▸ What you should do
Transcribe exactly the span of lines that begins the records and ends with the line holding "target: snow covered shrub", both boundary lines included.

▸ Saved entries
--

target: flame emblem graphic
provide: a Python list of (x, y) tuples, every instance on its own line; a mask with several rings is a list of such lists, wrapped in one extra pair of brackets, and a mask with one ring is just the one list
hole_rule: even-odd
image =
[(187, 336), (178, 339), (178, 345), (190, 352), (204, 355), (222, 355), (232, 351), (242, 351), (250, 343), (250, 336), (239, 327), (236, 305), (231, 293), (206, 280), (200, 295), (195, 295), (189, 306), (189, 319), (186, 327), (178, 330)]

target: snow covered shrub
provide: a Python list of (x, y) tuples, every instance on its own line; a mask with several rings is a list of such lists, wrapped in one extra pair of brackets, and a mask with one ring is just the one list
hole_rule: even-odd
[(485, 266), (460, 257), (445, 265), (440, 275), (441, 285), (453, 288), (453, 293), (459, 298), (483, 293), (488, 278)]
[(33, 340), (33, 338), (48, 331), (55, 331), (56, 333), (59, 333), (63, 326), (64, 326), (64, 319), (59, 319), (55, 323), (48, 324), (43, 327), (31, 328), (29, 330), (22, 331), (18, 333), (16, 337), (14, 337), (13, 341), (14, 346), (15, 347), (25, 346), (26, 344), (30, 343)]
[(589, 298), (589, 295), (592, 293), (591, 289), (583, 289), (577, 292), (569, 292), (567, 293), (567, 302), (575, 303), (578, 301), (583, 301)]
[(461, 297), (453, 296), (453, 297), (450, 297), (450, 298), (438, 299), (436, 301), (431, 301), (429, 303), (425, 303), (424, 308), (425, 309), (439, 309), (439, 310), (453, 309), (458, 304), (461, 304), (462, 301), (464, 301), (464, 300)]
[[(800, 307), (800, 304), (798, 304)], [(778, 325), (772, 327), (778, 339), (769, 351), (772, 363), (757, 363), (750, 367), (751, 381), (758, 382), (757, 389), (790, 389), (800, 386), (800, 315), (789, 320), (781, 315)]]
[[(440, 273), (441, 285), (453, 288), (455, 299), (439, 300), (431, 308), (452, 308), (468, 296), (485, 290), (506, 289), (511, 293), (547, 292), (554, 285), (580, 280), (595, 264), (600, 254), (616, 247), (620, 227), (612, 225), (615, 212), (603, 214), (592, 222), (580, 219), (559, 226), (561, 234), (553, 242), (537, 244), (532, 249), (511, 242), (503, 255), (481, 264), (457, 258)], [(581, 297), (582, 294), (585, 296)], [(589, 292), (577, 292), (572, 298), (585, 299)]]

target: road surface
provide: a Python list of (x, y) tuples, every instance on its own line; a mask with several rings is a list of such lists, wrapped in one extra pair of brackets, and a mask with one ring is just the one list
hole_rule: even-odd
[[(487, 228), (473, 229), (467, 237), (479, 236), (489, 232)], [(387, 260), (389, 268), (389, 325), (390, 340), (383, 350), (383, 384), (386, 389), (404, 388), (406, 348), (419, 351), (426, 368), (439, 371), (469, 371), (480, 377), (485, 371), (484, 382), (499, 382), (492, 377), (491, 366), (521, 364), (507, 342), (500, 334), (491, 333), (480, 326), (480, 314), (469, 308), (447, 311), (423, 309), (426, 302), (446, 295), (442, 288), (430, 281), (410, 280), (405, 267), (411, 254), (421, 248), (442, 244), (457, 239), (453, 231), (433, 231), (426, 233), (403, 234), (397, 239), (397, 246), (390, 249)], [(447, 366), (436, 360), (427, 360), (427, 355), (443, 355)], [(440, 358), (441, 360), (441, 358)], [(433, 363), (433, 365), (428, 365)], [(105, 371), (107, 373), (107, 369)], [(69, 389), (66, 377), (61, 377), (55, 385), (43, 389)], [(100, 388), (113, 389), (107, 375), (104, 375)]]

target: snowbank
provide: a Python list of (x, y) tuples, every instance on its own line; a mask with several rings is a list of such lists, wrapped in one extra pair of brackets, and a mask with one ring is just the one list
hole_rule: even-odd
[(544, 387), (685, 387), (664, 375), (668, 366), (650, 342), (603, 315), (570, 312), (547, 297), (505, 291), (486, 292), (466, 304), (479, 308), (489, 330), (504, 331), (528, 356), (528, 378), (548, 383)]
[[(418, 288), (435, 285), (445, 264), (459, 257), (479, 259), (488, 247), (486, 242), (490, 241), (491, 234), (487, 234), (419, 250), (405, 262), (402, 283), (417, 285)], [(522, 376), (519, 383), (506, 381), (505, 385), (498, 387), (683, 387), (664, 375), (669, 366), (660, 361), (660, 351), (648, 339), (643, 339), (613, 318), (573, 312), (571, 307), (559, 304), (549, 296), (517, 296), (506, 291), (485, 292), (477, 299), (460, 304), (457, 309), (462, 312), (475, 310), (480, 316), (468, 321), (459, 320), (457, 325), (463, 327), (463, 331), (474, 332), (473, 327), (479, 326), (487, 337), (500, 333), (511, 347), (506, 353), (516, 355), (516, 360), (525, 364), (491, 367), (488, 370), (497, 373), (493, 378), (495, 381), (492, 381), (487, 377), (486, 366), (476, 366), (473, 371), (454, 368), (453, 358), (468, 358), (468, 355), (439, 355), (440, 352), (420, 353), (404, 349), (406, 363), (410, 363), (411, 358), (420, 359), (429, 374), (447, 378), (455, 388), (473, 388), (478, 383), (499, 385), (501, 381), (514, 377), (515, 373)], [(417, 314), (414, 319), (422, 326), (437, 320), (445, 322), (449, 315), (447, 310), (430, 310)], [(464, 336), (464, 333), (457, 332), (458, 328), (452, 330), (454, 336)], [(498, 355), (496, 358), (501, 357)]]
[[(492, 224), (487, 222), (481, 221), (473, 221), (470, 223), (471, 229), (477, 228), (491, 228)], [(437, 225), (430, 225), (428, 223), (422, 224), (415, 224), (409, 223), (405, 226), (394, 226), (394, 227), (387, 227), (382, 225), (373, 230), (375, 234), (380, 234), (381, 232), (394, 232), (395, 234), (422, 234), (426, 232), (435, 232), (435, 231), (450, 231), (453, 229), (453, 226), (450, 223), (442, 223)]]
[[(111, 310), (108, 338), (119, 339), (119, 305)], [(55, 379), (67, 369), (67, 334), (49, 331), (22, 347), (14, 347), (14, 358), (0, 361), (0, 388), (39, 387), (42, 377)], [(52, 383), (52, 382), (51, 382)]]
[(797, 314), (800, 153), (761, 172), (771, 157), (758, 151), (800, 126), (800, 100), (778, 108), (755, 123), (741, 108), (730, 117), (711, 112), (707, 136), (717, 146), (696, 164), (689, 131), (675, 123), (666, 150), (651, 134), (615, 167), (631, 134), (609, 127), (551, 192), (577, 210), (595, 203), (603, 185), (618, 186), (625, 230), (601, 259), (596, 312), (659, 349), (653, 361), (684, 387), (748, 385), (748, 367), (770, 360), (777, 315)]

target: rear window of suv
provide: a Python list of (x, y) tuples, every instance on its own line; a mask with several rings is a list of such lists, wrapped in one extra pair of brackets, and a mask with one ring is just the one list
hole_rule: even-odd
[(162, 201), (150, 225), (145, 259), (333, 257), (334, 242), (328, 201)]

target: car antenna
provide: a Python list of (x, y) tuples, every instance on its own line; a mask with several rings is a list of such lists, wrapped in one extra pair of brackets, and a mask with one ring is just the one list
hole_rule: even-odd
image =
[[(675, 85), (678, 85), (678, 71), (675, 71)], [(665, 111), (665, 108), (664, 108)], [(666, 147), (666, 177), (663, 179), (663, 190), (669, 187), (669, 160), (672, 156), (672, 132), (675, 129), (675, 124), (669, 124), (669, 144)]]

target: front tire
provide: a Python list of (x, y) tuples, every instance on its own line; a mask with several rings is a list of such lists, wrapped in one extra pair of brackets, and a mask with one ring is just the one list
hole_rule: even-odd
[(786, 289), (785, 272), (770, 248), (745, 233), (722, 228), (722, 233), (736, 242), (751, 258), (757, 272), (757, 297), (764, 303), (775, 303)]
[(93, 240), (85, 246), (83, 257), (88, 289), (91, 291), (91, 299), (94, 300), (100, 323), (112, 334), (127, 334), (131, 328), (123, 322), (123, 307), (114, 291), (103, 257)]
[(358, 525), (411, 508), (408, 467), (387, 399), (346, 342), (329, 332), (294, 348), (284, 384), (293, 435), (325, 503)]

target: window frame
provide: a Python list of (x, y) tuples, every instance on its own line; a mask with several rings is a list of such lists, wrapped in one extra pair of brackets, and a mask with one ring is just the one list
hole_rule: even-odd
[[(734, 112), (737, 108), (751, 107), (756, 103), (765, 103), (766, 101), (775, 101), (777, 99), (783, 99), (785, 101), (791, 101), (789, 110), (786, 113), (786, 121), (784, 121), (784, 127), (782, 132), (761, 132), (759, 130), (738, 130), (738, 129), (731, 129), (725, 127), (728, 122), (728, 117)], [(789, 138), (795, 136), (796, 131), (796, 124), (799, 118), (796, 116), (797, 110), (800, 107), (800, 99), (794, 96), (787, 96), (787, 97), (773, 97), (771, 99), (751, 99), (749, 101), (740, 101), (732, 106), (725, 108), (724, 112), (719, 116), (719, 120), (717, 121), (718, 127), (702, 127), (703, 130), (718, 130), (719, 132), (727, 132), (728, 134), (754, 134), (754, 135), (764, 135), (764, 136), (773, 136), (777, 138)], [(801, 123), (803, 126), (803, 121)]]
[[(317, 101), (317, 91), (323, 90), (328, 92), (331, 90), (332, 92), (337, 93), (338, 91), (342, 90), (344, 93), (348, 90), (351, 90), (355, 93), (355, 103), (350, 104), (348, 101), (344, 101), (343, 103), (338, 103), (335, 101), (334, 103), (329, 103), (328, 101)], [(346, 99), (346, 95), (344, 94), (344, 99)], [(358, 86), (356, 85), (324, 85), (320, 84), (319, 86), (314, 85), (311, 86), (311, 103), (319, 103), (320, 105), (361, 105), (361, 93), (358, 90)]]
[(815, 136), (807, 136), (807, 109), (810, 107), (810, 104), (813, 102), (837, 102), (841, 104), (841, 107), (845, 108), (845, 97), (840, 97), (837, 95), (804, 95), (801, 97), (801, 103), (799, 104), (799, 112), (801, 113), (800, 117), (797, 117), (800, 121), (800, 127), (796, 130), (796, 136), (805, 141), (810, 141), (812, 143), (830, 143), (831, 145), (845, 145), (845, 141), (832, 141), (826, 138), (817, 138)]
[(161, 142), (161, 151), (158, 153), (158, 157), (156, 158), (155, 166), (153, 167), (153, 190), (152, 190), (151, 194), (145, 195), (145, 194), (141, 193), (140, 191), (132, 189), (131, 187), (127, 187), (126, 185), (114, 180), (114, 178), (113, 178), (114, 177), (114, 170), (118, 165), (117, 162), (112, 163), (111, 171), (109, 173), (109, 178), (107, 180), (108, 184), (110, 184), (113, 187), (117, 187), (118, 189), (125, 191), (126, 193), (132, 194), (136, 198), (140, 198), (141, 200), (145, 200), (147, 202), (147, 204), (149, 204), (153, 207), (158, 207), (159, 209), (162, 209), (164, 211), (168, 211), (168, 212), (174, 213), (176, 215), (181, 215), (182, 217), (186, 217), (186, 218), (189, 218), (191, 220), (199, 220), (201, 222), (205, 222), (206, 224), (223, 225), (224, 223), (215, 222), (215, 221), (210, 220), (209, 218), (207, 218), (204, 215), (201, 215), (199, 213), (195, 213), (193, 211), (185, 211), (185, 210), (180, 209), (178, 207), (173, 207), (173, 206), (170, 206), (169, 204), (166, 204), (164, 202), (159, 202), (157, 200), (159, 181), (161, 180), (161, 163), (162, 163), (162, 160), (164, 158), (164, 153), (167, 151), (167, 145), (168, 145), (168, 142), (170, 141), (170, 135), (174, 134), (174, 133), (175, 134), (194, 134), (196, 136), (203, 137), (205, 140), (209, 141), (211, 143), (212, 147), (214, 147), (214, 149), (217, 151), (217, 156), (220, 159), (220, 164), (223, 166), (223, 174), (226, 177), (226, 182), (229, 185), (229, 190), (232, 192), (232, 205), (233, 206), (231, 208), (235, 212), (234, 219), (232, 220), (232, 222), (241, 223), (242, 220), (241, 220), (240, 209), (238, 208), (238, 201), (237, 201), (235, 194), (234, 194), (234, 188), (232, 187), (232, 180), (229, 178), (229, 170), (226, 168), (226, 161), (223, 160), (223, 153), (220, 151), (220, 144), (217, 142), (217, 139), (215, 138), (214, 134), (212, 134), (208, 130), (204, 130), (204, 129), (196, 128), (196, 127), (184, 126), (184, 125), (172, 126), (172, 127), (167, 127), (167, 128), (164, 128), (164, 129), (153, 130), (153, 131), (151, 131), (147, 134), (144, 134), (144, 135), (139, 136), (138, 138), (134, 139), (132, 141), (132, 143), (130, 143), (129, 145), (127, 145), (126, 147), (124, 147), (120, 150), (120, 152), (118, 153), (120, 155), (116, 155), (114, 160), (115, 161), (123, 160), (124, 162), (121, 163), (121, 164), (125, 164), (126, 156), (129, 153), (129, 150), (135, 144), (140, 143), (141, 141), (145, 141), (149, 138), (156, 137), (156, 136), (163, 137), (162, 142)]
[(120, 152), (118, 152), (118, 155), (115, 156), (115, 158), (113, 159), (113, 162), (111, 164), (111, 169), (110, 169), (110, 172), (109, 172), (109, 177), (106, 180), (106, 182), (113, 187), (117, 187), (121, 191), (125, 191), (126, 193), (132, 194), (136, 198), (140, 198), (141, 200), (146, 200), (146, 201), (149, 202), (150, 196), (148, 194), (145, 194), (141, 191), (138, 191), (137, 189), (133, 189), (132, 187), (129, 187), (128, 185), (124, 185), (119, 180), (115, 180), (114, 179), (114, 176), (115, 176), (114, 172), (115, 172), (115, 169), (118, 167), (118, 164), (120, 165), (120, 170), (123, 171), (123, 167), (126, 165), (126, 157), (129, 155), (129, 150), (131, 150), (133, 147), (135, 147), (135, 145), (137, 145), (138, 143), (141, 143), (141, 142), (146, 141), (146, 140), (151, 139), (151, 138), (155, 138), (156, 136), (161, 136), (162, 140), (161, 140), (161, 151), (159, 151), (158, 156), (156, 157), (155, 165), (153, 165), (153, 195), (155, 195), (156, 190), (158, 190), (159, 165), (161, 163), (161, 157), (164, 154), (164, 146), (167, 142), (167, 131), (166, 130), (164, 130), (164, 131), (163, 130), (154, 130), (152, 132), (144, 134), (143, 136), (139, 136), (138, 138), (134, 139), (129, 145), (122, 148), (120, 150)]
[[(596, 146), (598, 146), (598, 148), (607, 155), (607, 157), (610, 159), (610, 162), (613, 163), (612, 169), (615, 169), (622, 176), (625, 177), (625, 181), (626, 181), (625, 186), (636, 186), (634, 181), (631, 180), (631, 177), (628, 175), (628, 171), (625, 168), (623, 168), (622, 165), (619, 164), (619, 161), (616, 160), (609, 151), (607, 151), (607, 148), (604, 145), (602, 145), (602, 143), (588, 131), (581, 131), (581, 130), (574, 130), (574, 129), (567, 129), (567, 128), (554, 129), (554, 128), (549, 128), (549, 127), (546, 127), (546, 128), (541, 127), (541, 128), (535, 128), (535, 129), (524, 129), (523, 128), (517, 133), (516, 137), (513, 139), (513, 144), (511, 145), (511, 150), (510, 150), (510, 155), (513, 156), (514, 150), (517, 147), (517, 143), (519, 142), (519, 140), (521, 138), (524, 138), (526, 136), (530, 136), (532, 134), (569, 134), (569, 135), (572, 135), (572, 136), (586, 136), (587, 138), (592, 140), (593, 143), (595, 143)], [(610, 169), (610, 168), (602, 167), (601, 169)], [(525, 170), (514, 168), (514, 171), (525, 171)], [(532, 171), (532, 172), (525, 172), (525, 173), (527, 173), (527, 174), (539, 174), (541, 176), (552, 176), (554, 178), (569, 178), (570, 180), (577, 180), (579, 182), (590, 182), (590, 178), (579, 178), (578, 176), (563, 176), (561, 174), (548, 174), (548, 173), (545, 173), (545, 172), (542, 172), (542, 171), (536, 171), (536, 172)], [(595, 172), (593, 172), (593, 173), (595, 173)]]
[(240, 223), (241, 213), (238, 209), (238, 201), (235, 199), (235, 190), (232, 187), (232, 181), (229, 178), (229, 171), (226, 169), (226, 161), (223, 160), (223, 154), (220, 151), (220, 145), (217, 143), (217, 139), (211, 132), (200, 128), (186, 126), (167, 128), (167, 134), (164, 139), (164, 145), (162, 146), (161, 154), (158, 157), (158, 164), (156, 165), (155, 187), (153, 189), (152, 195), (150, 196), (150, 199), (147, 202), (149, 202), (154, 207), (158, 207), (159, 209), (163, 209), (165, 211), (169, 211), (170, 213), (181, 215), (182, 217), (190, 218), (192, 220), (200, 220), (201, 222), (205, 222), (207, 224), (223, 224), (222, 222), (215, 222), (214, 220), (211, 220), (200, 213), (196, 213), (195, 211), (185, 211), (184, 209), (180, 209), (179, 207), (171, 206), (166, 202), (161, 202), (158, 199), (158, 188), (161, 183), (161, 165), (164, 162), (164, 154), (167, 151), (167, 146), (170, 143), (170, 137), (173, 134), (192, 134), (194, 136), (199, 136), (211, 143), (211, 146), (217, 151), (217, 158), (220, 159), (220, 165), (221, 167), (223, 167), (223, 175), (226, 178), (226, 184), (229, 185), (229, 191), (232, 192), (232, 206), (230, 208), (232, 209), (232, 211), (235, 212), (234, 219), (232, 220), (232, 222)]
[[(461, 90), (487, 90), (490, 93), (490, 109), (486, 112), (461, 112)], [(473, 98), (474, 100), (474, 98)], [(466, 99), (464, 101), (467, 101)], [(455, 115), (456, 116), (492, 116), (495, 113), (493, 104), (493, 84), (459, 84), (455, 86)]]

--

▸ Answer space
target: flame emblem graphic
provide: a Python list of (x, y) tuples, every instance on its own line; a mask with several rings is a list of such lists, wrapped in one extra pair of brackets, and a mask with one ring is just the one list
hole_rule: even-odd
image =
[(187, 336), (178, 339), (178, 345), (190, 352), (204, 355), (222, 355), (232, 351), (242, 351), (250, 343), (250, 336), (239, 327), (236, 305), (231, 293), (206, 280), (200, 295), (195, 295), (189, 306), (189, 319), (186, 327), (178, 330)]

target: snow covered shrub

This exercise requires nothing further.